**EXERCISE**: The line containing "the green foliage" and each line after it, through the final line of the data, are to be retyped exactly, with pictures left out.

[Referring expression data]
----------------

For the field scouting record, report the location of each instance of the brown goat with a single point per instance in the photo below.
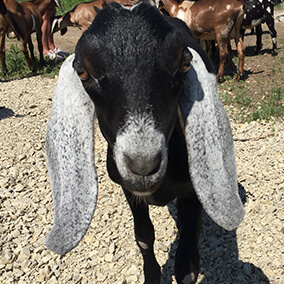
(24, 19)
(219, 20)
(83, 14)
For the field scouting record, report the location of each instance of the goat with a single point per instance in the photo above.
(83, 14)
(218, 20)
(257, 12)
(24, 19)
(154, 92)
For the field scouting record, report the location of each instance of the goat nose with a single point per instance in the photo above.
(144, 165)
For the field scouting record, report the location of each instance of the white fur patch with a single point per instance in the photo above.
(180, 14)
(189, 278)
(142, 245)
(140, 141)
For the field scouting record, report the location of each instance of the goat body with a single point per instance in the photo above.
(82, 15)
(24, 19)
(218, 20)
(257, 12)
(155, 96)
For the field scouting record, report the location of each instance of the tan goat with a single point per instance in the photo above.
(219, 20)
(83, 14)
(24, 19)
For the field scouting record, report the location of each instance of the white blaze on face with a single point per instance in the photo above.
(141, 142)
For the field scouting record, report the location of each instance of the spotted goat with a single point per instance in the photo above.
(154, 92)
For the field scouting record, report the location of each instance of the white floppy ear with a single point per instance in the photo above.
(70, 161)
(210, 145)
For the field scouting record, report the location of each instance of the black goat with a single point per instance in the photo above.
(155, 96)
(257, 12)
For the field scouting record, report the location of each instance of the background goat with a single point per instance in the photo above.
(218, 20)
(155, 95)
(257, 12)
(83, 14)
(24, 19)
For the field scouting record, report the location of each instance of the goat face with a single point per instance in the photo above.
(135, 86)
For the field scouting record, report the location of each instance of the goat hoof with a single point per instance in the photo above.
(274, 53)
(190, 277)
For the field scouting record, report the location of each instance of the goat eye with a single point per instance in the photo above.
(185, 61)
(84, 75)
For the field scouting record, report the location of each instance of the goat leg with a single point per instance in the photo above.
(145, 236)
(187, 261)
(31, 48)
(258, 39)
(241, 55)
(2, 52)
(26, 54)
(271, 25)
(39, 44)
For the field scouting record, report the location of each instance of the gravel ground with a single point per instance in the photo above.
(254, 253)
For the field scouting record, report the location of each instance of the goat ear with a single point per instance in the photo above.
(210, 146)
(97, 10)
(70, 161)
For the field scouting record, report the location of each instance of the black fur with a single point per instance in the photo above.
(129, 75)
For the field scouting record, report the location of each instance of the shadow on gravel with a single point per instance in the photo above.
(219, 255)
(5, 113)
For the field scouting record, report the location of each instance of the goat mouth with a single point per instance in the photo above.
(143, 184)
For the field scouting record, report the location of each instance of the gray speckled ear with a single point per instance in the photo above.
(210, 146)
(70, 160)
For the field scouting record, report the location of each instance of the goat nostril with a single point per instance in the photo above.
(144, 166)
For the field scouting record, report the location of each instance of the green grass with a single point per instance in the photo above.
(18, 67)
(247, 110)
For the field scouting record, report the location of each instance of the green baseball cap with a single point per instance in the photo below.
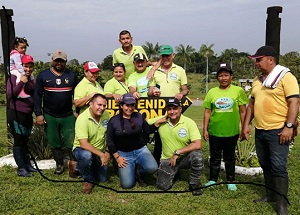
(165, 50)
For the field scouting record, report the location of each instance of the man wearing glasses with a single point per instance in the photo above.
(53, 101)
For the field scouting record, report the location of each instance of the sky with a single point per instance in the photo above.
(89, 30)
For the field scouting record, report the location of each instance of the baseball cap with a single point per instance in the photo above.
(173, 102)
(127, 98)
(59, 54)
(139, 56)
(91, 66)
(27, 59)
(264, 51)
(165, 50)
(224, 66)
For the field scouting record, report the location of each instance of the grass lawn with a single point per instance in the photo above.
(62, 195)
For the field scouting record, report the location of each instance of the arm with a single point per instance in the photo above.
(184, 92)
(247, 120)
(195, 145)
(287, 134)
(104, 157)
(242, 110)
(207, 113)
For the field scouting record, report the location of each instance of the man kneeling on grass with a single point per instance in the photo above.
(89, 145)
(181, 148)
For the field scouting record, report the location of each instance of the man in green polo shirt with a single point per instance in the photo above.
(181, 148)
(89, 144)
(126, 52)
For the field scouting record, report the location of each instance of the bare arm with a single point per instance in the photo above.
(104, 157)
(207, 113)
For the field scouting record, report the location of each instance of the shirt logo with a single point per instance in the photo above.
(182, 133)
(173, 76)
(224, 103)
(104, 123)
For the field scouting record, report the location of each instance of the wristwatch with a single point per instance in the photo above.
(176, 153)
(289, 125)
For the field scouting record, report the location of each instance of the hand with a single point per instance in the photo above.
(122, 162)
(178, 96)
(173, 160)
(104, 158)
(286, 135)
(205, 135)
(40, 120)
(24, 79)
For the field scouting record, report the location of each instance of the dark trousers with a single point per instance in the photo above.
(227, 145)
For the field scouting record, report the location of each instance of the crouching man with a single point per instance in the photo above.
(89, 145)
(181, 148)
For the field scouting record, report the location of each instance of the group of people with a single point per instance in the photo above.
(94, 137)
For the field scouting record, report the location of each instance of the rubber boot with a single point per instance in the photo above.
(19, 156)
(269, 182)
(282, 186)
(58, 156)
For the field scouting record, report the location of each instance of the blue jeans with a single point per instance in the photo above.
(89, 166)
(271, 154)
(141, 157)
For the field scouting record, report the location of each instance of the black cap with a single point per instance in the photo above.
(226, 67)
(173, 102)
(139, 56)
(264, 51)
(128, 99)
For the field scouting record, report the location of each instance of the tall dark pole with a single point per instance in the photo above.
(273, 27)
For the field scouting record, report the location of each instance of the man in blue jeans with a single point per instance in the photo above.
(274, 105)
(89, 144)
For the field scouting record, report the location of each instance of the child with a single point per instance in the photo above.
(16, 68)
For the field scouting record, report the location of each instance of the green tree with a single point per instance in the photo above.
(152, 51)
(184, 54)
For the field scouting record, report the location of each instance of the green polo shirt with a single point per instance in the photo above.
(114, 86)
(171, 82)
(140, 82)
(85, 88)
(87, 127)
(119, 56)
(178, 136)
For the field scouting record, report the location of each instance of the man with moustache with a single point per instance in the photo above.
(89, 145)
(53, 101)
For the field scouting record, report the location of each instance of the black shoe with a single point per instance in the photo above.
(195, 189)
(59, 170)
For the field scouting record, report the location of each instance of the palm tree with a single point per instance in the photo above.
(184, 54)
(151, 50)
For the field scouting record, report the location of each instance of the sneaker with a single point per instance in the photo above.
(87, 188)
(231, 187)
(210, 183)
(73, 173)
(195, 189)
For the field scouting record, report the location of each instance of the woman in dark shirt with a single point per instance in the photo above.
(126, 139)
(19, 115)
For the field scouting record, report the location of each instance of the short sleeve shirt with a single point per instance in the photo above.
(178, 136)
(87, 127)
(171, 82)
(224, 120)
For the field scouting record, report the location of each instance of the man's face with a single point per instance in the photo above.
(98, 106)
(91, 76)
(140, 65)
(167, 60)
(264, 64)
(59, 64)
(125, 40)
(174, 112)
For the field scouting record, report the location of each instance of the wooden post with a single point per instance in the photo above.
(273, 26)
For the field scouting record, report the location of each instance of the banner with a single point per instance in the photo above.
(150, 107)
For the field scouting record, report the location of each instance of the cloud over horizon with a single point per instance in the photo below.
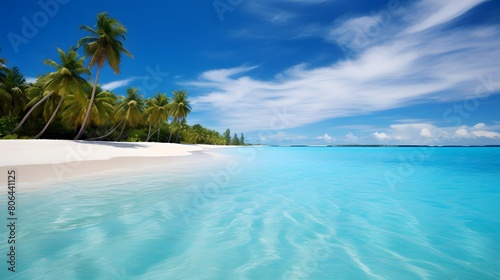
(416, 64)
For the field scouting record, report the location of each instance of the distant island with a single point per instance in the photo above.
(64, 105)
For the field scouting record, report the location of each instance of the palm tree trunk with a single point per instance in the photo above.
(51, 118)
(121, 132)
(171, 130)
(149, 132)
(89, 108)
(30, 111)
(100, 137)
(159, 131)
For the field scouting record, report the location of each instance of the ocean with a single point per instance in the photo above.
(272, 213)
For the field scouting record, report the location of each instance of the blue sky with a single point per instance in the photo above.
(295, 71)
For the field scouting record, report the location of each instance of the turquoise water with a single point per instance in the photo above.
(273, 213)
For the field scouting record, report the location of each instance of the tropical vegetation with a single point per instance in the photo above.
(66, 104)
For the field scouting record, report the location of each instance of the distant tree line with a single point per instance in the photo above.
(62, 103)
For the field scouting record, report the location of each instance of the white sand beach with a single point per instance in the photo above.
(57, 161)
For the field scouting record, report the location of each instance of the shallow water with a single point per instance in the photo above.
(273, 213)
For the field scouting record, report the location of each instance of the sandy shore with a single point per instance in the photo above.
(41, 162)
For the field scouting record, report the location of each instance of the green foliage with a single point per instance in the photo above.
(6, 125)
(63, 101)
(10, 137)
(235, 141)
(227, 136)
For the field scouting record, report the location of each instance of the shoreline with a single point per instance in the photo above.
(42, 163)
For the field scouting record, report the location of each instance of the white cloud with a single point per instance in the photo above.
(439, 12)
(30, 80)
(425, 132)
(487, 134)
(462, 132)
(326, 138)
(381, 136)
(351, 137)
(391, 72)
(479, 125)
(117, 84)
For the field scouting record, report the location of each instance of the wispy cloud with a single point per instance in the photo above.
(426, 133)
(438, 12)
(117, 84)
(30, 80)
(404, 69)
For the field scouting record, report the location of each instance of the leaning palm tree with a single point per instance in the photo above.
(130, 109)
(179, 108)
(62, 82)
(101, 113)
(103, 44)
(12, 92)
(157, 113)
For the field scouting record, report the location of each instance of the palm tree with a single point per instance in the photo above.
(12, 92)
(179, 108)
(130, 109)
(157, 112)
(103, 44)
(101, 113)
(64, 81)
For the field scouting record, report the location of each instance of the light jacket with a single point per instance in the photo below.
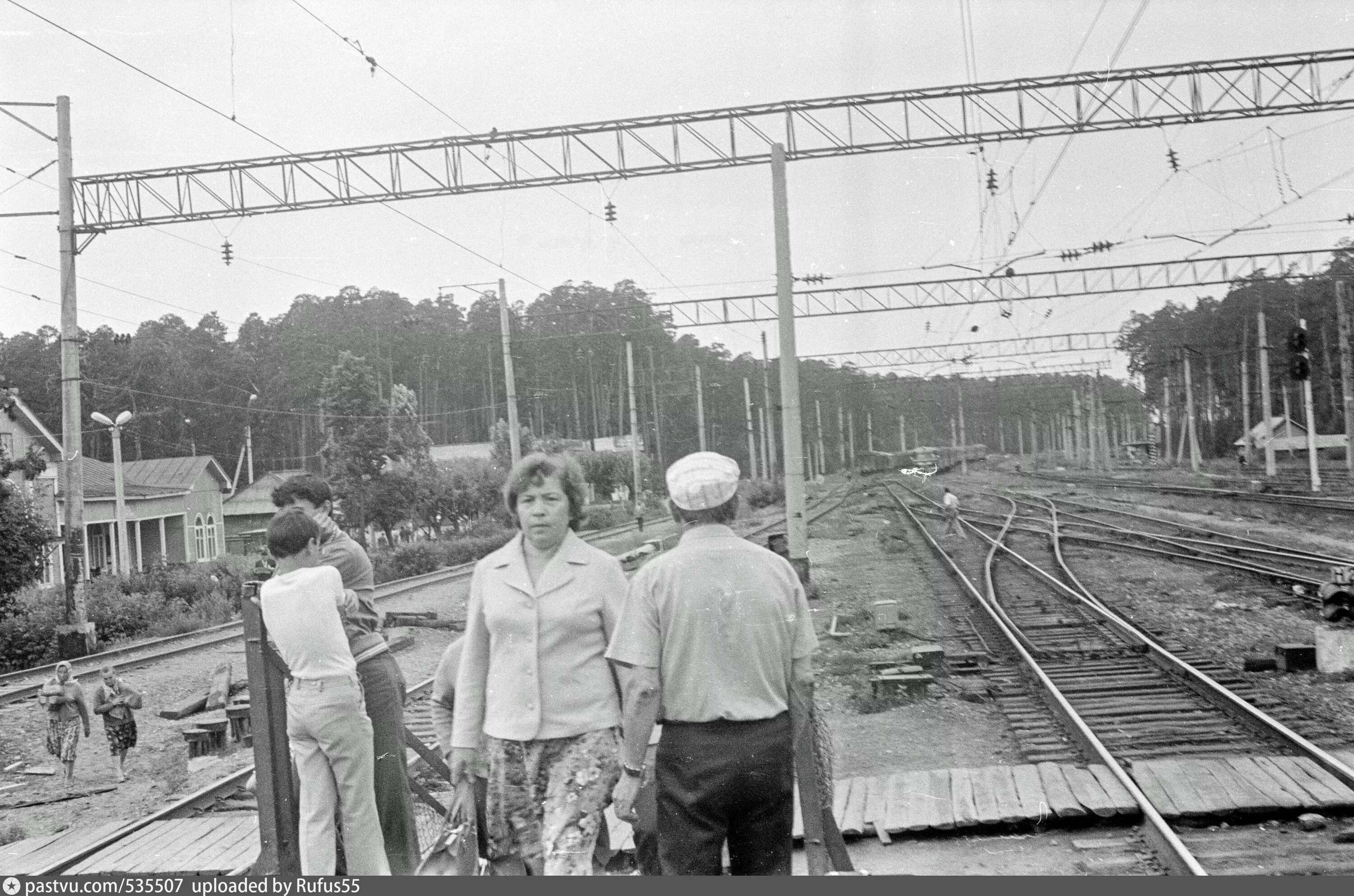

----------------

**FINISHED TASK**:
For the field scouting record, report the location of each instance of the green foliage with a single point per instance in the photo above.
(6, 125)
(63, 101)
(10, 137)
(235, 141)
(227, 136)
For the field scouting record, report the location of each instance of the shoreline with a single point per instance in the photo above.
(42, 163)
For the field scouting record, report the location of each instance of the white cloud with a single point per instance in the photo above.
(439, 12)
(30, 80)
(425, 132)
(487, 134)
(462, 132)
(326, 138)
(381, 136)
(351, 137)
(391, 72)
(479, 125)
(117, 84)
For the field scouting record, report the location of each instance of the wispy cloud with a single point per instance in the photo above.
(426, 133)
(438, 12)
(117, 84)
(30, 80)
(404, 69)
For the field scouting record, report the location of each instance of the leaning palm tree with a single point per instance in the photo above.
(130, 109)
(179, 108)
(62, 82)
(101, 113)
(103, 44)
(12, 92)
(157, 113)
For the field scouting record, report the location of each instance of the palm tree with a single point per instance in the photo above.
(12, 92)
(179, 108)
(130, 109)
(157, 112)
(103, 44)
(101, 113)
(64, 81)
For the field scouting record, report the location of each instance of the light jacket with a single point per instance in the photo below.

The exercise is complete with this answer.